Rescale the records between the lines holding "Where can the street tree" and "x=528, y=437", inclusive. Write out only those lines again, keeping the requests unchanged and multiplying each coordinate in the answers by 1.7, rounded to a whole number with halves rounded up.

### Records

____

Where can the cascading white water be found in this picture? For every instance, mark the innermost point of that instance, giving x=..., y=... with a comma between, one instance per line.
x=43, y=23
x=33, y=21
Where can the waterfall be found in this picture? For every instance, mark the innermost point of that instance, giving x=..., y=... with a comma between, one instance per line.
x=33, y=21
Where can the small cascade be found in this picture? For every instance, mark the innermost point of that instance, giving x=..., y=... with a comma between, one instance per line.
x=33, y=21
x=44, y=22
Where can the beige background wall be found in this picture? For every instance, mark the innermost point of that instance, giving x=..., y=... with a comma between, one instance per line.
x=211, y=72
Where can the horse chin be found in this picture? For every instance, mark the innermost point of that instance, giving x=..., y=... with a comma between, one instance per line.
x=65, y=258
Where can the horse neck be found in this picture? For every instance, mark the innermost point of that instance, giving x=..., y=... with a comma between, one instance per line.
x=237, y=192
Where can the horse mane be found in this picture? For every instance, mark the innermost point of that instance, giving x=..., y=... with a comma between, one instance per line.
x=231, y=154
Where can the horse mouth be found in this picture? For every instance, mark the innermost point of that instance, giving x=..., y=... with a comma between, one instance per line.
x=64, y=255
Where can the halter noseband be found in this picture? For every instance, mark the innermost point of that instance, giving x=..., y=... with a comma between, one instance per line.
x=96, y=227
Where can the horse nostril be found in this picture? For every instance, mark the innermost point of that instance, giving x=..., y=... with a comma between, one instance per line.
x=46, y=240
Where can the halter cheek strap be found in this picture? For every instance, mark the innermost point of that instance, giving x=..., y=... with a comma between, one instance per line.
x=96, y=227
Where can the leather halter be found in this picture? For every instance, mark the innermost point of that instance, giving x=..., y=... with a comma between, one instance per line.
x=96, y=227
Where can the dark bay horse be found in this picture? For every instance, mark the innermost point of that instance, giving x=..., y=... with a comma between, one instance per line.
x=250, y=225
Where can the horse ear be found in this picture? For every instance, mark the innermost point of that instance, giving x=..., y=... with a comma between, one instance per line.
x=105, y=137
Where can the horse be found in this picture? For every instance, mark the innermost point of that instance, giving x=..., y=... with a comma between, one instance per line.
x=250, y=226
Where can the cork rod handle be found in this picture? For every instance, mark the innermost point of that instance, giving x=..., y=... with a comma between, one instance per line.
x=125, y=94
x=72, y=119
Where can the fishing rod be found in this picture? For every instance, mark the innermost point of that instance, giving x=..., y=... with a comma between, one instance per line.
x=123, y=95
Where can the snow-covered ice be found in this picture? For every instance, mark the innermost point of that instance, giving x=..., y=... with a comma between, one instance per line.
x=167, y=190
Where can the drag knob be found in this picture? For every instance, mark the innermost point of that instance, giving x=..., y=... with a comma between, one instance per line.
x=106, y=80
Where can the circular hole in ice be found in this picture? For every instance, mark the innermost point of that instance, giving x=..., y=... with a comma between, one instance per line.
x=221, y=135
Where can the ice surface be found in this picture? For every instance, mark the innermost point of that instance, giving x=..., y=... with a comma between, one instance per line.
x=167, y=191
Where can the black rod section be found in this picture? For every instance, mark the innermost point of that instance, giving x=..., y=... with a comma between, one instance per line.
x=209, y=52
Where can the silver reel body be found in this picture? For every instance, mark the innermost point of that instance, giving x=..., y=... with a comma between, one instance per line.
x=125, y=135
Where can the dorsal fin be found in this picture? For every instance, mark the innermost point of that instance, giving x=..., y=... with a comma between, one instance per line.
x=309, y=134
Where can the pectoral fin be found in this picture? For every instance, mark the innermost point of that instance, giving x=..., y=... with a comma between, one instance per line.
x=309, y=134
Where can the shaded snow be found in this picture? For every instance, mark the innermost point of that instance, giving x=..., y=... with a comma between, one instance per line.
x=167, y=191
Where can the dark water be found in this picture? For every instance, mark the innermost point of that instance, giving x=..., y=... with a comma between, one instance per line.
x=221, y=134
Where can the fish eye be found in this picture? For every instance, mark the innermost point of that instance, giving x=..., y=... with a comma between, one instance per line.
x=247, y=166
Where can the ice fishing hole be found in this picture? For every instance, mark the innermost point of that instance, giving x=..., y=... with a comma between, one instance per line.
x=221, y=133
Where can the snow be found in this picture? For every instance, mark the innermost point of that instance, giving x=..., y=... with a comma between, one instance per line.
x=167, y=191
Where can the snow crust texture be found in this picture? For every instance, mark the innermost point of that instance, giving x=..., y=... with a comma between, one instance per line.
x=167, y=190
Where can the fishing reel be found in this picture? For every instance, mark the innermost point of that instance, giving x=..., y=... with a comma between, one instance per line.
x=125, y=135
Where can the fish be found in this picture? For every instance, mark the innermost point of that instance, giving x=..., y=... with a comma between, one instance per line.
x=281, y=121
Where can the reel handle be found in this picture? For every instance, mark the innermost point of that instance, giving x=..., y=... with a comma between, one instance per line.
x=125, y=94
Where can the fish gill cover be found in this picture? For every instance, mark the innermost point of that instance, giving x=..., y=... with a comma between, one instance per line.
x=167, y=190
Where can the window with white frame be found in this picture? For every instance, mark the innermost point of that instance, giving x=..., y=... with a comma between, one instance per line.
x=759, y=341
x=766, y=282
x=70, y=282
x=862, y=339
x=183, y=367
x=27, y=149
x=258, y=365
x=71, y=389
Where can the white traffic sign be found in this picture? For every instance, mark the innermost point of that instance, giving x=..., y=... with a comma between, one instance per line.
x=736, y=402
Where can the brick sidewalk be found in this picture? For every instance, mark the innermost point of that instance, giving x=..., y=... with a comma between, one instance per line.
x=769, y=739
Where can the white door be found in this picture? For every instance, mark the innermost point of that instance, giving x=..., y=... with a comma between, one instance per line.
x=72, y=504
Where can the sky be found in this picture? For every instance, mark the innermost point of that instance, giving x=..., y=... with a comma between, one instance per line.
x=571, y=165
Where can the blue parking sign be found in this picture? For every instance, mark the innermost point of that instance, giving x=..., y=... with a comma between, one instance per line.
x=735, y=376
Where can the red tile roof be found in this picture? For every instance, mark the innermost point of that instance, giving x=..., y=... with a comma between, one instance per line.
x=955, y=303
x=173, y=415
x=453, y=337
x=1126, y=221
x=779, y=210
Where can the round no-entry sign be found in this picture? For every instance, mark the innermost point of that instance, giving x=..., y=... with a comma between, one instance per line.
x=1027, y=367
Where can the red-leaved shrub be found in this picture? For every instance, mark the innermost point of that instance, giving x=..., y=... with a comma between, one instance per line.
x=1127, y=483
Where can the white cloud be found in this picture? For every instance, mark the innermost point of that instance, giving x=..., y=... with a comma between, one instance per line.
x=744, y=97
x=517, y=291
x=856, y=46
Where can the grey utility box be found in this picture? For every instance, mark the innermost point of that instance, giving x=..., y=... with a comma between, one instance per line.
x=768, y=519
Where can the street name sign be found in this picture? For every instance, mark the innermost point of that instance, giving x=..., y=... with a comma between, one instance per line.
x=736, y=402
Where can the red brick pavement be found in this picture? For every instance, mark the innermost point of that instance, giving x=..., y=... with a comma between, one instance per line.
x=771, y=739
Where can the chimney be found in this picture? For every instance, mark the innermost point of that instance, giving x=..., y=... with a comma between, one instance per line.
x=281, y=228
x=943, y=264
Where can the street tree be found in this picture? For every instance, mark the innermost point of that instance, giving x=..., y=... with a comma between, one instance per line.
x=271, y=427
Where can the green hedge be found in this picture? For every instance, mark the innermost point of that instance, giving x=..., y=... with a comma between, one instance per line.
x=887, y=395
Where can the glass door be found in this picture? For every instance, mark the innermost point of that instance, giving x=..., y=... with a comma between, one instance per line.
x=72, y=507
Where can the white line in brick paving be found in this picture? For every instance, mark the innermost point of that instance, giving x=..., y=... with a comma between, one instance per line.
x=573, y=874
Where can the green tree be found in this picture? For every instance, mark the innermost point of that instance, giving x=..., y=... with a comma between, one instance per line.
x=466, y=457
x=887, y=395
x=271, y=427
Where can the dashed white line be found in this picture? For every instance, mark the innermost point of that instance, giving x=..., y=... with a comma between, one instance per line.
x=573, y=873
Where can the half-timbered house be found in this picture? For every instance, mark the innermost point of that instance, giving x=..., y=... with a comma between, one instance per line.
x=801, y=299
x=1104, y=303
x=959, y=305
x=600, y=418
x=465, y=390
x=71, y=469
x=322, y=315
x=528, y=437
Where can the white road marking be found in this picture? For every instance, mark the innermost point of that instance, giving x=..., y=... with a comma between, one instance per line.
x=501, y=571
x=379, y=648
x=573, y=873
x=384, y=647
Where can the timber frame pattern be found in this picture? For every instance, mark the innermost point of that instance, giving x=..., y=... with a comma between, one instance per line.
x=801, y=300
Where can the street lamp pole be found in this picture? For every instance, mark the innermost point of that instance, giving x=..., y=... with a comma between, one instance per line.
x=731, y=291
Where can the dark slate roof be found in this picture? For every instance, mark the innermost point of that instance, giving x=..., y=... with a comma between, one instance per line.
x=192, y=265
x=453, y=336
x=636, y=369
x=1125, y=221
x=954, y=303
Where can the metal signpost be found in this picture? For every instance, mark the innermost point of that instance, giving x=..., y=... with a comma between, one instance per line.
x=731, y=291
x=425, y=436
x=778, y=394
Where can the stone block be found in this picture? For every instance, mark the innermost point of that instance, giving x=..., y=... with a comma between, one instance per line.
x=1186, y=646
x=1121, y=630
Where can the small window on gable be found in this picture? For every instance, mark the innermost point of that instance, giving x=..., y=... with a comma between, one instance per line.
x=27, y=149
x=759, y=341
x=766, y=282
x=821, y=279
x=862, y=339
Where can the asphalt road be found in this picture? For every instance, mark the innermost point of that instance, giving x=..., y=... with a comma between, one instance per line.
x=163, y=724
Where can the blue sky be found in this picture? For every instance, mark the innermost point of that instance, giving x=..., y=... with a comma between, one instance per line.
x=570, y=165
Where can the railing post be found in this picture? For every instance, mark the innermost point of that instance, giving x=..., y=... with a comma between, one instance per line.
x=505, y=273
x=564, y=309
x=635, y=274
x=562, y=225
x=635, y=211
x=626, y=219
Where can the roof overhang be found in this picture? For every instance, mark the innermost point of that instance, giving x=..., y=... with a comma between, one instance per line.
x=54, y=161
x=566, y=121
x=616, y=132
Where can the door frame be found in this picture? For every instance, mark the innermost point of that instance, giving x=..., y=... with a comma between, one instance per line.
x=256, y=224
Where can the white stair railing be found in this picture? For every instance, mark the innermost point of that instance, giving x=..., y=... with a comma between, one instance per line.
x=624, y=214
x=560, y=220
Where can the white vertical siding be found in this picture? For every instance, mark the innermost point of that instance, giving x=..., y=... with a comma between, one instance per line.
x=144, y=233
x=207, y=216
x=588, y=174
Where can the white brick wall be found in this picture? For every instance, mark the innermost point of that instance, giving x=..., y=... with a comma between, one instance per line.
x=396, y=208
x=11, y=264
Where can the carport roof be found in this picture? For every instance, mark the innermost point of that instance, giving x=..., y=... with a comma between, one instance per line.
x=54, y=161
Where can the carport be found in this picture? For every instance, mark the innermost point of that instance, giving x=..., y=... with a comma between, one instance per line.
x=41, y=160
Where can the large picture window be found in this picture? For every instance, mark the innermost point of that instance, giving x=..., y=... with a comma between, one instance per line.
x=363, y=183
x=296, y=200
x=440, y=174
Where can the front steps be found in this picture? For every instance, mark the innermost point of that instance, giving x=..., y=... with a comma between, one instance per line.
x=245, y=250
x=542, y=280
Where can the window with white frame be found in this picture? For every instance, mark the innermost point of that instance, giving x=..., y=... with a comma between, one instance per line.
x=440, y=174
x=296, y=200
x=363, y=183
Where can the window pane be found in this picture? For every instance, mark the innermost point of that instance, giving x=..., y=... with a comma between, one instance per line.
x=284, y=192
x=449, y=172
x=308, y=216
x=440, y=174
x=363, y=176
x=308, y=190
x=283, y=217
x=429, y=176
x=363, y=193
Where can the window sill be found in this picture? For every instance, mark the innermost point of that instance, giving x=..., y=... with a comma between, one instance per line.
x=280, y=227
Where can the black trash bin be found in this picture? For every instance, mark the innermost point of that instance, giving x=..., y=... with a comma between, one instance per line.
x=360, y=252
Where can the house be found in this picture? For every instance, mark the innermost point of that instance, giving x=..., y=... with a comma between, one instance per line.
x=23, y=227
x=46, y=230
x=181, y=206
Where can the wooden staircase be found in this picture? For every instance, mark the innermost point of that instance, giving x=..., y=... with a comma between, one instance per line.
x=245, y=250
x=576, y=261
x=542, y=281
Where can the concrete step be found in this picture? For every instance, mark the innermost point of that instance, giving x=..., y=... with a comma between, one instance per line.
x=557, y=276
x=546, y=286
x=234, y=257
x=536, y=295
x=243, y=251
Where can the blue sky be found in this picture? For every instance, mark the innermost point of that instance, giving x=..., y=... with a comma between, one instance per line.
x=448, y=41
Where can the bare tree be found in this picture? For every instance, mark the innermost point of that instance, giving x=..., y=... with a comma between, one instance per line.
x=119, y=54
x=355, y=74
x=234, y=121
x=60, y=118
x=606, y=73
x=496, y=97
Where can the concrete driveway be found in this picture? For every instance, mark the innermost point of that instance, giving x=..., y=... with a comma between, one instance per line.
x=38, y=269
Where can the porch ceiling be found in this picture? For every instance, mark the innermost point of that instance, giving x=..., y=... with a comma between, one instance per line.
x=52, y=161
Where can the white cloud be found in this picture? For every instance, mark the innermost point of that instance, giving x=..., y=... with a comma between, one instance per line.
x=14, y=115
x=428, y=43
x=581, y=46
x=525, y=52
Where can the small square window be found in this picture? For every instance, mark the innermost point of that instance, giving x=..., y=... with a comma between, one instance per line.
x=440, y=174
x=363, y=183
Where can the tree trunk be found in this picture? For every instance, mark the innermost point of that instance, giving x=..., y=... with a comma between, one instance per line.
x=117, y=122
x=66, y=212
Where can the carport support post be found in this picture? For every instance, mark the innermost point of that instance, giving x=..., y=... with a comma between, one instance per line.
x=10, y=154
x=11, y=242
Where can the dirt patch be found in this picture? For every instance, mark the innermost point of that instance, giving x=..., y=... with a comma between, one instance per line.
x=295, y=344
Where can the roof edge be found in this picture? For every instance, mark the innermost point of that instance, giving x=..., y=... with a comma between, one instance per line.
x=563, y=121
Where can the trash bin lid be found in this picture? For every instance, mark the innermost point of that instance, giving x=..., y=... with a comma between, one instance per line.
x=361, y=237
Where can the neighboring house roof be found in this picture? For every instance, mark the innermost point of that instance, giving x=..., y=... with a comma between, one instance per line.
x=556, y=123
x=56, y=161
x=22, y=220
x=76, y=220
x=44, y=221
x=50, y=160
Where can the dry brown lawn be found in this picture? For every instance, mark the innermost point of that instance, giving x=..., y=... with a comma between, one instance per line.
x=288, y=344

____

### Answer to this task
Where can the street tree be found in this picture? For every instance, mark the innermost point of that instance, giving x=..., y=... with a comma between, one instance per line.
x=461, y=726
Where can the green hedge be found in this picture? For every instance, mark the innermost point of that instance, giving x=..., y=... with a comma between, one instance per line.
x=1508, y=672
Where can the glass door be found in this picture? For every instance, mark the innermost point of that instance, giving x=..., y=... with a comma between, one instance per line.
x=122, y=862
Where can the white line in brick paving be found in this picture? For every instance, mark the innermost point of that instance, giving x=..., y=... with a comma between, one instance per line.
x=974, y=1486
Where can the green tree be found in this picture? For every instance, mark the innermost point of that instance, giving x=..., y=... with a comma between, one instance per line.
x=792, y=777
x=1508, y=672
x=461, y=726
Where can the dashed white line be found in this picture? For every instance, mark the innermost point of that instance, giving x=..., y=... with a comma between, one instance per line.
x=974, y=1484
Where can the half-timbered house be found in this picture? For every instance, mark the innermost point of that instance, giving x=..., y=... with a comma between, one instance per line.
x=1362, y=508
x=1877, y=515
x=1630, y=519
x=1020, y=711
x=791, y=663
x=121, y=797
x=547, y=536
x=898, y=743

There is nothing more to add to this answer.